Start Dataset entries
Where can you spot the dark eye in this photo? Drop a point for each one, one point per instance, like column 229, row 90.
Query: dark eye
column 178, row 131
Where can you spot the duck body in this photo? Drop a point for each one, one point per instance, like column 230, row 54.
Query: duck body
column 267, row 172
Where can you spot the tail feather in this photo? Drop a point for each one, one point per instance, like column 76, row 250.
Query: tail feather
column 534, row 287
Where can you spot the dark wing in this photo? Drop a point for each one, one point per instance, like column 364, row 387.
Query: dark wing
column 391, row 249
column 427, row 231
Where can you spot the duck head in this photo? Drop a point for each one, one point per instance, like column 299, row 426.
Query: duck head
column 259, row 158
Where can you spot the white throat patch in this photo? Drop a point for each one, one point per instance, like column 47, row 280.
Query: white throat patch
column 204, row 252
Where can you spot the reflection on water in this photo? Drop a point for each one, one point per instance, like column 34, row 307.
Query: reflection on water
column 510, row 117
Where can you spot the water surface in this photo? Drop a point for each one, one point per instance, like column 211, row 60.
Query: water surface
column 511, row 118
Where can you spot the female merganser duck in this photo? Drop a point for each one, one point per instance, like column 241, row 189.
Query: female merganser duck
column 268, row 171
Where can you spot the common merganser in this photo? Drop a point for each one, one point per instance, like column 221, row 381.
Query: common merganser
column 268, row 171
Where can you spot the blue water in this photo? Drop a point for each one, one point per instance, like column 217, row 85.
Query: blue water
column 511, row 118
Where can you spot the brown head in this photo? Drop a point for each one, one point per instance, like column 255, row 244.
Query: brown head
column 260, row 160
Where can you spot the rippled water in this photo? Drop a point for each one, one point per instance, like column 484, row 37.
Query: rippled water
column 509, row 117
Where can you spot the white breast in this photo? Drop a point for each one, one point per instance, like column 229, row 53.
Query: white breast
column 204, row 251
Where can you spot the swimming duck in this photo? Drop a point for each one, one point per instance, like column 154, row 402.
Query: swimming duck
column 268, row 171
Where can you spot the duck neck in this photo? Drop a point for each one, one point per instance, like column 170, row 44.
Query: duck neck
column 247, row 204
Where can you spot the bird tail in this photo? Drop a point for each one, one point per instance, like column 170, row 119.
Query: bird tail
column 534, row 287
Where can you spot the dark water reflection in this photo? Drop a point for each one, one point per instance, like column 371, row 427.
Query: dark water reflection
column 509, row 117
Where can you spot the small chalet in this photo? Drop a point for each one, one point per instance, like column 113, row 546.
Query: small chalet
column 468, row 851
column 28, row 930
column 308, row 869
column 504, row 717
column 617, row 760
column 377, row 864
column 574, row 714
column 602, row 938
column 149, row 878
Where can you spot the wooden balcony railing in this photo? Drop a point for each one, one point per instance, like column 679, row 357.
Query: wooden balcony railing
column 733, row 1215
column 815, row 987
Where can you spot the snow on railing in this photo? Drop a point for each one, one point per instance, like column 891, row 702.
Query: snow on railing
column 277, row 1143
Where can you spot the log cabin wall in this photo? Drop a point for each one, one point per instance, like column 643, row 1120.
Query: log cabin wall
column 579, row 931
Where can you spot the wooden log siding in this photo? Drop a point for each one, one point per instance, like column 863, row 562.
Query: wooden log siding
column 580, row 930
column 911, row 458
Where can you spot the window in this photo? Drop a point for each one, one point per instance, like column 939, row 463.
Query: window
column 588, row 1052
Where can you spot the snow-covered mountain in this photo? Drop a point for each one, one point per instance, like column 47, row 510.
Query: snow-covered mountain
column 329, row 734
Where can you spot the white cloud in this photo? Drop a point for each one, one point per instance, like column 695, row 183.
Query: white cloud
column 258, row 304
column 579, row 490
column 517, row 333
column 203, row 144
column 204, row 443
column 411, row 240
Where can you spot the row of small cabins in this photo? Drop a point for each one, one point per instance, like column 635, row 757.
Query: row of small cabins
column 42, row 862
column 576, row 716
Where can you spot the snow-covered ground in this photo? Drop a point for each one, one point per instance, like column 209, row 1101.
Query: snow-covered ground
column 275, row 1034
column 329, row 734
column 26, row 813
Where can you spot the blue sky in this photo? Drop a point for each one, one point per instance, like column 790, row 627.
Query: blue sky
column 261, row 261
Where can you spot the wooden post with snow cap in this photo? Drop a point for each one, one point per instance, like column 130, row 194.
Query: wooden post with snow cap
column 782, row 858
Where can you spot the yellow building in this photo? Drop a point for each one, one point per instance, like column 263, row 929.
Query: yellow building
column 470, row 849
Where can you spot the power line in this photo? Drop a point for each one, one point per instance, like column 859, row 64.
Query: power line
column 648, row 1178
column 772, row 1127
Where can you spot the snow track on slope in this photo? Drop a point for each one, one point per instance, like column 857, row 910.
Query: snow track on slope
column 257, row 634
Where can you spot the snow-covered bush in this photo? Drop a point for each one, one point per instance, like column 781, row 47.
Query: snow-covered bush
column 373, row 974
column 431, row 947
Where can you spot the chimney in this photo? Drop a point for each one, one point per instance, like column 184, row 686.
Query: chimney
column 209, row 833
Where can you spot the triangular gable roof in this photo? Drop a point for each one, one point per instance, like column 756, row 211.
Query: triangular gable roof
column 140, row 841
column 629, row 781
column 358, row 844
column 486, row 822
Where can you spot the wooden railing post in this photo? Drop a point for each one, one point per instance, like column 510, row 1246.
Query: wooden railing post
End Dataset entries
### Given request
Reproduce the lines above word for word, covering the stretch from the first line through the line containing "column 427, row 231".

### Result of this exercise
Where can you spot the dark eye in this photo? Drop a point for each one, one point per instance, like column 229, row 90.
Query: dark eye
column 178, row 131
Where can you spot the duck body in this photo? Drop a point for each one, one point per instance, like column 230, row 54.
Query: duck body
column 267, row 172
Where can you spot the tail feather in this photo? Drop a point for each one, one point per instance, like column 76, row 250.
Query: tail feather
column 534, row 287
Where can you spot the dark wing in this photo? Drop a point for each one, one point per instance, like column 364, row 387.
Query: dark wing
column 391, row 249
column 427, row 231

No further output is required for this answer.